(Data items)
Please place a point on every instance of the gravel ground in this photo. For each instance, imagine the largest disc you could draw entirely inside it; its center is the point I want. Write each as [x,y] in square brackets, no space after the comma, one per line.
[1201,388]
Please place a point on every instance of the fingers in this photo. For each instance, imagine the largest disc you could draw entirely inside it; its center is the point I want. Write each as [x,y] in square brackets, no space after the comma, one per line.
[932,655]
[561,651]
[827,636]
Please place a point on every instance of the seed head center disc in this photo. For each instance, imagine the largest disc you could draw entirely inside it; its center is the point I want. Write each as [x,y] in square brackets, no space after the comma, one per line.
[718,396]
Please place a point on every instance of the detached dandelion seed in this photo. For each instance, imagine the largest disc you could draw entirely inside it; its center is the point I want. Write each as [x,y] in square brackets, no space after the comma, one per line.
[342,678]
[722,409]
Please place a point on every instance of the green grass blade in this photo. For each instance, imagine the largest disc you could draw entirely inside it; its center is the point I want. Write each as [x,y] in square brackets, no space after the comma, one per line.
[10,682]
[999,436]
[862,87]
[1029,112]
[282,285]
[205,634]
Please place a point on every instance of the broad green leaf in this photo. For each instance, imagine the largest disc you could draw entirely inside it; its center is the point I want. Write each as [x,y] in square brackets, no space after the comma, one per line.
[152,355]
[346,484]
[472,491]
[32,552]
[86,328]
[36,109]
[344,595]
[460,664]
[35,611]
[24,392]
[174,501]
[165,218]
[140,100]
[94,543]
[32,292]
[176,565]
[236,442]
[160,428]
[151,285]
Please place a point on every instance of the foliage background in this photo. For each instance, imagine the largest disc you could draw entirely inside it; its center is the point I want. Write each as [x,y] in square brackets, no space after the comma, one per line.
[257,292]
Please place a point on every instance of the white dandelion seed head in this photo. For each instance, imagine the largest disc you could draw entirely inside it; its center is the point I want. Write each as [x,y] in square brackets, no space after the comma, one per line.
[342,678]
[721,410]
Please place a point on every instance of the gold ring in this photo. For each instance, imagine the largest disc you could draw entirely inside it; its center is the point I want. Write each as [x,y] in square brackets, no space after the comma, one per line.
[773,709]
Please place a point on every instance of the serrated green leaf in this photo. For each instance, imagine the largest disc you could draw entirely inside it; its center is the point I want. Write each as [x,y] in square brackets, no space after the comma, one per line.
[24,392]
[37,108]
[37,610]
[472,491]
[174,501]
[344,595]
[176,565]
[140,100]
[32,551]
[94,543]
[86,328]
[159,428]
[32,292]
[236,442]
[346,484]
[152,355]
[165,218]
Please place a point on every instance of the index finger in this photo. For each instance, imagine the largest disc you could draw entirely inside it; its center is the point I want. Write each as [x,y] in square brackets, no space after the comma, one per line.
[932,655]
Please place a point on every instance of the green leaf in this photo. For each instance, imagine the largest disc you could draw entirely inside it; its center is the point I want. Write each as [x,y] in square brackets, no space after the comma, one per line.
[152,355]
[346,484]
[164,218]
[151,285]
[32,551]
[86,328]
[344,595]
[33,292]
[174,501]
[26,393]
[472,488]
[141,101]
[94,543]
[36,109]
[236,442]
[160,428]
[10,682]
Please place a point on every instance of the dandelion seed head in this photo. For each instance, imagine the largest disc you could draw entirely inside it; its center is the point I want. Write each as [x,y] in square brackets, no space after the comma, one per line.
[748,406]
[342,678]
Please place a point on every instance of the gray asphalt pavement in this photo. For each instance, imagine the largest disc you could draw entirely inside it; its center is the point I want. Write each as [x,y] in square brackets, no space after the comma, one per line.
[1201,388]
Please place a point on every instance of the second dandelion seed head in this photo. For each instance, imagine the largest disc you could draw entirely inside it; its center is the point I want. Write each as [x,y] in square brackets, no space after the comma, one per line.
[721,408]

→ **Exercise requirements**
Write the records out again, character for character.

→ **Result below**
Please place a point on every instance of the gravel ground in this photo. For each instance, imagine the largest disc you could draw entirely inside it; its center is the point I want. Write each as [x,y] in square brackets, no space after the comma, one per line.
[1201,388]
Please place a point on every instance of the fingers in this photo. For each instance, imagine the largest disc you could draw entirely inside it; its center is the point I want. Write each as [x,y] in square brackets, no space after the comma, one per line.
[932,655]
[561,651]
[827,636]
Please place a point on every instance of the seed head center disc in this photo. For each instance, imagine the largest disc you could draw entirely inside it; its center is the point I want. Write each as [x,y] in square brackets, no space after the comma, one per line.
[718,396]
Please place a point on every instance of the detached dandelion seed in this photo. For each instance, imagine the largest disc you could draw entirely inside it; its center is the point I want. Write each as [x,y] in square brackets, no space after the comma, one per line.
[342,678]
[722,409]
Please place a point on every instance of the green grass blade in this photo. For each instance, imagine the largest disc you could draw entirely inside it; its center is the point I want. Write each as [x,y] in square brackets, no space after the comma, one per line.
[10,682]
[999,436]
[862,87]
[1029,112]
[282,285]
[205,634]
Please place a point on every instance of the broad green leaf in this photo. For each instance, imagine the largest disc you could draw entirely inside it; its center is the point I want. Write each as [x,y] in square brackets, no space after the comma, one per line.
[152,355]
[346,484]
[472,491]
[32,552]
[86,328]
[36,109]
[344,595]
[460,664]
[35,611]
[24,392]
[174,501]
[165,218]
[140,100]
[94,543]
[32,292]
[176,565]
[236,442]
[160,428]
[151,285]
Please place a point on every instance of the foliage background in this photo. For each instance, imagine the largest disc you could draw entirely inside it; its center is the point I want. Write each as [x,y] in square brackets, no space after the comma, one per line.
[257,292]
Please place a point on every instance of the white dandelion seed head in this photo. For each instance, imagine the largest disc you could draw entirely inside it; its center is the point I want. Write each as [x,y] in square brackets, no space after the comma, one per line.
[342,678]
[721,410]
Please place a point on every instance of the gold ring in this photo. For each instance, imagine the largest disc you could draw entirely inside it; its center is the point I want. Write each as [x,y] in square brackets, no space after the comma, one per line.
[773,709]
Please place a point on every instance of the serrated green leaf in this photo. For each instance, imagine the largest disc you could draw entirely inside it; its center is the point I want. Write each as [x,y] in square brackets, no space after the comma, one per line.
[24,392]
[37,108]
[37,610]
[472,491]
[174,501]
[344,595]
[176,565]
[140,100]
[32,551]
[94,543]
[86,328]
[159,428]
[32,292]
[236,442]
[346,484]
[152,355]
[165,218]
Please place a point on every instance of the index finger in this photo. For each instance, imagine the largest disc you could draw entirely inside it; its center is the point I want. Write each as [x,y] in square brackets, no space after the comma, one per line.
[932,655]
Please place a point on every instance of the green leaf in this photo. For each instance, imagine the largest disc you could draw entirely inside it; its center is the point I want. Write each as [x,y] in square brackets, no space after the comma, one per line.
[152,355]
[346,484]
[164,218]
[151,285]
[32,551]
[86,328]
[344,595]
[33,292]
[174,501]
[26,393]
[472,488]
[141,101]
[94,543]
[36,109]
[236,442]
[160,428]
[10,682]
Please place a point on every instance of the dandelion seed head in this photo. For each instance, imagine the largest disc you could draw entirely inside it; its center is the point I want. Write each as [x,y] in square brackets, no space after the comma, one per line.
[748,406]
[342,678]
Please place a point on every instance of the gray asphalt pavement in this photo. For each instance, imagine the largest disc you could draw entirely inside it; its center is the point I want. Write each as [x,y] in square brackets, no space after the comma, one per line.
[1201,388]
Please place a point on every instance of the second dandelion seed head in this photo. For each instance, imagine the largest disc you could draw entirely inside it; its center is the point I want. Write each as [x,y] in square brackets, no space after the comma, one per line.
[721,408]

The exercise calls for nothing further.